:: TASK INSTRUCTIONS ::
Nothing in the records should change; write them all out exactly.
[[ PROVIDED RECORDS open ]]
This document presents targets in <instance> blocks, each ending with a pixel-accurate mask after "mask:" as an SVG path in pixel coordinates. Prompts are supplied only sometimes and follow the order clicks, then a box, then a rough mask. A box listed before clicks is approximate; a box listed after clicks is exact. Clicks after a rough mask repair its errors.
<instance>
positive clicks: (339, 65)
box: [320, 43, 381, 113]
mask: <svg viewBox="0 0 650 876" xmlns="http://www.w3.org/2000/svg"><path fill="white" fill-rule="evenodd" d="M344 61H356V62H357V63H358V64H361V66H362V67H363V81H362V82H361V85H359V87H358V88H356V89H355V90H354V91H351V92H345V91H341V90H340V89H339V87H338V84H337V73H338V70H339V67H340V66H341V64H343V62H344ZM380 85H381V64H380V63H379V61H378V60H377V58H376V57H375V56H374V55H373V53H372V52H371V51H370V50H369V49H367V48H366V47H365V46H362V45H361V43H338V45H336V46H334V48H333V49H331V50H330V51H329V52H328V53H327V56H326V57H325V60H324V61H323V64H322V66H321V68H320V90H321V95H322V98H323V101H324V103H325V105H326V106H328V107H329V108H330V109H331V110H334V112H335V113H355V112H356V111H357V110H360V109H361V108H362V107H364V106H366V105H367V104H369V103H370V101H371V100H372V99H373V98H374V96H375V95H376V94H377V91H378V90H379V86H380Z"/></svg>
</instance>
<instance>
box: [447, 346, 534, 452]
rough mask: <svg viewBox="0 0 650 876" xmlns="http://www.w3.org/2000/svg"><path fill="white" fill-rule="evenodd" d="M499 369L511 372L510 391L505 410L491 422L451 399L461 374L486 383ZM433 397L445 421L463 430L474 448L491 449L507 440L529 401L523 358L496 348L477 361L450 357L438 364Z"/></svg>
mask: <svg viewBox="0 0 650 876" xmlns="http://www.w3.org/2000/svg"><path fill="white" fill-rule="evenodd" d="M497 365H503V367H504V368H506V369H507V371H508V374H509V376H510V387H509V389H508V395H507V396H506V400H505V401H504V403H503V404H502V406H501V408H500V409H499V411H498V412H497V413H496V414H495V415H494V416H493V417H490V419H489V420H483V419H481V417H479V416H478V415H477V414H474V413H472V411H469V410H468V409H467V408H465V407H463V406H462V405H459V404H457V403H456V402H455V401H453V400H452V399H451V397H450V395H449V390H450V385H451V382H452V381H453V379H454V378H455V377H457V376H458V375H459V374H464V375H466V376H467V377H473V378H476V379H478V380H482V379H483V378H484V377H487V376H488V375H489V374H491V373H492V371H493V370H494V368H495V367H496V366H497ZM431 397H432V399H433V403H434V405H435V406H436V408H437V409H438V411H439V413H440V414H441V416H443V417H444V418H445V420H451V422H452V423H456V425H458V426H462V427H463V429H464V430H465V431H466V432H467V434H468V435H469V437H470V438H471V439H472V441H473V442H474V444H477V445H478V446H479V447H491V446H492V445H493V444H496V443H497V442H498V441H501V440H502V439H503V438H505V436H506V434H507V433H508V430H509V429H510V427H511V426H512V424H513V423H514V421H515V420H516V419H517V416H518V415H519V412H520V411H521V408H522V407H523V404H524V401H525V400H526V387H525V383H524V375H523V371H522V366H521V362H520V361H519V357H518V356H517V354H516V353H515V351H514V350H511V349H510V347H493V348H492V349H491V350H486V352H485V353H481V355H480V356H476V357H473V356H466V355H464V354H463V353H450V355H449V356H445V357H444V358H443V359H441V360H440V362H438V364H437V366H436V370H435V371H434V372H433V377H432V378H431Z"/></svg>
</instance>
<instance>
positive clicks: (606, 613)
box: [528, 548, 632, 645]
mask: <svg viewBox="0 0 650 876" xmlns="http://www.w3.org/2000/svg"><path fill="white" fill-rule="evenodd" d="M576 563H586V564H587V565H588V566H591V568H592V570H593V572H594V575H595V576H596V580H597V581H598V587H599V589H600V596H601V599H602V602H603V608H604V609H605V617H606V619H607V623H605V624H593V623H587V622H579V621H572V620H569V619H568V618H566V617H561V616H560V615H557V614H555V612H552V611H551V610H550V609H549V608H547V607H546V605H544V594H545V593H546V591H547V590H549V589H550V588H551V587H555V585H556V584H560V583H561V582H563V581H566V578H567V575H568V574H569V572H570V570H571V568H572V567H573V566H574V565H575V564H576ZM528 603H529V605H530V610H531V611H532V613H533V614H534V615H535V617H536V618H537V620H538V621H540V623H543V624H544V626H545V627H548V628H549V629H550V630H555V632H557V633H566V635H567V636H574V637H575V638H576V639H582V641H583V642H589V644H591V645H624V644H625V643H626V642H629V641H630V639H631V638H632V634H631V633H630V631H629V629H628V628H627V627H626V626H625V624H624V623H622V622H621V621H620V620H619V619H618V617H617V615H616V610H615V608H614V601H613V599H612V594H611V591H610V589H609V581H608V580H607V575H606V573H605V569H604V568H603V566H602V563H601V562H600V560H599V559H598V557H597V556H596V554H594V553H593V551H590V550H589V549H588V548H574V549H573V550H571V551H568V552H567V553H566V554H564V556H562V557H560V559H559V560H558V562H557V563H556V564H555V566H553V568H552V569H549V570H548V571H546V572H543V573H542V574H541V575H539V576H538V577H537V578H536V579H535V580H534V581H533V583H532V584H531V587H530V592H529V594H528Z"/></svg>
[[ PROVIDED RECORDS closed ]]
:: SOLUTION TO THE EXERCISE ::
This document presents targets in <instance> blocks, each ending with a pixel-accurate mask after "mask:" as an SVG path in pixel coordinates. Prompts are supplied only sometimes and follow the order clicks, then a box, then a rough mask. A box listed before clicks is approximate; a box listed after clicks is exact. Clicks after a rough mask repair its errors.
<instance>
positive clicks: (339, 65)
box: [320, 43, 381, 113]
mask: <svg viewBox="0 0 650 876" xmlns="http://www.w3.org/2000/svg"><path fill="white" fill-rule="evenodd" d="M344 61H356V62H357V63H358V64H361V66H362V67H363V81H362V82H361V85H359V87H358V88H356V89H355V90H354V91H351V92H345V91H341V90H340V89H339V87H338V84H337V73H338V70H339V67H340V66H341V64H343V62H344ZM380 85H381V64H380V63H379V61H378V60H377V58H376V57H375V56H374V55H373V53H372V52H371V51H370V50H369V49H367V48H366V47H365V46H362V45H361V43H338V45H336V46H334V48H333V49H331V50H330V51H329V52H328V53H327V56H326V57H325V60H324V61H323V64H322V66H321V68H320V90H321V95H322V98H323V101H324V103H325V105H326V106H328V107H329V108H330V109H331V110H334V112H335V113H355V112H356V111H357V110H360V109H361V108H362V107H364V106H366V105H367V104H369V103H370V101H371V100H372V99H373V98H374V96H375V95H376V94H377V91H378V90H379V86H380Z"/></svg>
</instance>
<instance>
box: [447, 346, 534, 452]
rough mask: <svg viewBox="0 0 650 876" xmlns="http://www.w3.org/2000/svg"><path fill="white" fill-rule="evenodd" d="M499 369L511 372L510 391L505 410L491 422L451 399L461 374L486 383ZM433 397L445 421L463 430L474 448L491 449L507 440L529 401L523 358L496 348L477 361L450 357L438 364Z"/></svg>
mask: <svg viewBox="0 0 650 876" xmlns="http://www.w3.org/2000/svg"><path fill="white" fill-rule="evenodd" d="M497 365H503V367H504V368H506V369H507V371H508V374H509V376H510V387H509V389H508V395H507V396H506V400H505V401H504V403H503V404H502V406H501V408H500V409H499V411H498V412H497V413H496V414H495V415H494V416H493V417H490V419H489V420H483V419H481V417H479V416H478V415H477V414H474V413H472V411H469V410H468V409H467V408H465V407H463V406H462V405H459V404H457V403H456V402H455V401H453V400H452V399H451V397H450V395H449V390H450V385H451V382H452V381H453V379H454V378H455V377H457V376H458V375H459V374H464V375H466V376H467V377H473V378H476V379H478V380H482V379H483V378H484V377H487V376H488V375H489V374H491V373H492V371H493V370H494V368H495V367H496V366H497ZM431 397H432V399H433V403H434V405H435V406H436V408H437V409H438V411H439V413H440V414H441V416H443V417H444V418H445V420H451V422H452V423H456V425H458V426H462V427H463V429H464V430H465V431H466V432H467V434H468V435H469V437H470V438H471V439H472V441H473V442H474V444H477V445H478V446H479V447H491V446H492V445H493V444H496V443H497V442H498V441H501V440H502V439H503V438H505V436H506V434H507V433H508V430H509V429H510V427H511V426H512V424H513V423H514V421H515V420H516V419H517V416H518V415H519V412H520V411H521V408H522V407H523V404H524V401H525V400H526V387H525V383H524V375H523V371H522V366H521V362H520V361H519V357H518V356H517V354H516V353H515V351H514V350H511V349H510V347H493V348H492V349H491V350H486V352H485V353H481V355H480V356H476V357H473V356H466V355H464V354H463V353H450V355H449V356H445V357H444V358H443V359H441V360H440V362H438V364H437V366H436V370H435V371H434V372H433V377H432V378H431Z"/></svg>
</instance>
<instance>
positive clicks: (606, 613)
box: [528, 548, 632, 645]
mask: <svg viewBox="0 0 650 876" xmlns="http://www.w3.org/2000/svg"><path fill="white" fill-rule="evenodd" d="M576 563H586V564H587V565H588V566H591V568H592V570H593V572H594V575H595V576H596V580H597V581H598V587H599V589H600V596H601V599H602V602H603V608H604V609H605V617H606V619H607V623H605V624H593V623H587V622H579V621H572V620H569V619H568V618H566V617H561V616H560V615H557V614H555V612H552V611H551V610H550V609H549V608H547V607H546V605H544V594H545V593H546V591H547V590H549V589H550V588H551V587H555V585H556V584H560V583H561V582H563V581H566V578H567V575H568V574H569V572H570V570H571V568H572V567H573V566H574V565H575V564H576ZM528 603H529V605H530V610H531V611H532V613H533V614H534V615H535V617H536V618H537V620H538V621H540V623H543V624H544V626H545V627H548V628H549V629H550V630H555V632H557V633H566V635H567V636H574V637H575V638H576V639H582V641H583V642H589V644H591V645H624V644H625V643H626V642H629V641H630V639H631V638H632V634H631V633H630V631H629V629H628V628H627V627H626V626H625V624H624V623H622V622H621V621H620V620H619V619H618V617H617V615H616V610H615V608H614V601H613V599H612V594H611V591H610V589H609V581H608V580H607V575H606V573H605V569H604V568H603V566H602V563H601V562H600V560H599V559H598V557H597V556H596V554H594V553H593V551H590V550H589V549H588V548H574V549H573V550H571V551H568V552H567V553H566V554H564V556H562V557H560V559H559V560H558V562H557V563H556V564H555V566H553V568H552V569H549V570H548V571H546V572H543V573H542V574H541V575H539V576H538V577H537V578H536V579H535V580H534V581H533V583H532V584H531V587H530V592H529V594H528Z"/></svg>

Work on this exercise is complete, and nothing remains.